▶ [Written problem]: Could you copy out the rows below word for word, starting with the row that contains "Shelf-audit tagging: put a marker on the green leafy" and going on through the last row?

▶ [Records shown]:

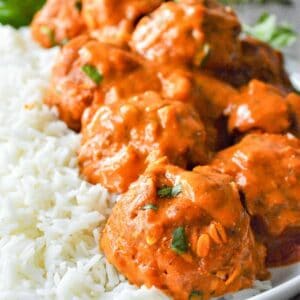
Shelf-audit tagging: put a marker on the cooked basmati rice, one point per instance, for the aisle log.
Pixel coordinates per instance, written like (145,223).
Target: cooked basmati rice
(50,218)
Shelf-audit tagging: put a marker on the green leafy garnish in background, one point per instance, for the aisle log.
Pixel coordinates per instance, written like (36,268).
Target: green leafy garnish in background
(268,30)
(19,12)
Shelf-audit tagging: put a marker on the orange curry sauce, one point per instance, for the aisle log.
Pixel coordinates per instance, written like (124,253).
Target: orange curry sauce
(196,127)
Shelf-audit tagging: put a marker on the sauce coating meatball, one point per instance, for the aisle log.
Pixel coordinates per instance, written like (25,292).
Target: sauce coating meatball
(186,32)
(88,71)
(114,20)
(121,139)
(259,106)
(266,168)
(185,233)
(57,22)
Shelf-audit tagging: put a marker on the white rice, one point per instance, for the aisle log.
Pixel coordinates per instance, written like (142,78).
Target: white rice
(50,218)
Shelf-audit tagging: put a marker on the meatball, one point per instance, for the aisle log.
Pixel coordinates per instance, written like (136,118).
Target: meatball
(213,98)
(259,106)
(114,20)
(57,22)
(260,61)
(122,138)
(294,105)
(266,168)
(188,32)
(184,232)
(88,71)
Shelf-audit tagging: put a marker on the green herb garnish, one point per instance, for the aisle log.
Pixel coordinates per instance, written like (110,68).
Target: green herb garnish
(196,295)
(267,30)
(92,73)
(169,191)
(19,13)
(179,242)
(150,206)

▶ [Complete answer]:
Shelf-audit tagging: put a marker on the green leafy garnish in background, one point per instance, for the aisle log.
Pixel coordinates per instance, written like (36,268).
Target: green leafy garnish in background
(268,30)
(19,12)
Shelf-audit tagging: put a marker on the orange curry sauce, one point per instance, for the aisle log.
Pixel coordinates per instance, written like (124,253).
Target: orange curry sauce
(196,127)
Shelf-audit tagging: put a marker on the sauce coating meatball, one point per instance, for the aisle log.
Pixel coordinates per instance, written like (25,292).
Target: sauce coating meatball
(186,32)
(88,71)
(114,20)
(121,139)
(259,106)
(266,168)
(185,233)
(57,22)
Shelf-audit tagging: put a marker on the white rice, one point per instance, for the aisle log.
Pixel coordinates per instance, written like (142,78).
Target: white rice
(50,218)
Shelf-audit tagging: put a marker on the meatball, one point per instance, for the aisle log.
Pixel coordinates per instance, written like (136,118).
Target: meatball
(213,98)
(259,106)
(114,20)
(57,22)
(260,61)
(122,138)
(294,105)
(266,168)
(188,32)
(184,232)
(88,71)
Shelf-audit tagging: put a marker on the green herb garnish, one point per instance, for the aisle log.
Pixel coordinates per instance, written like (110,68).
Target: green herb garnish
(196,295)
(267,30)
(92,73)
(169,191)
(19,13)
(179,242)
(150,206)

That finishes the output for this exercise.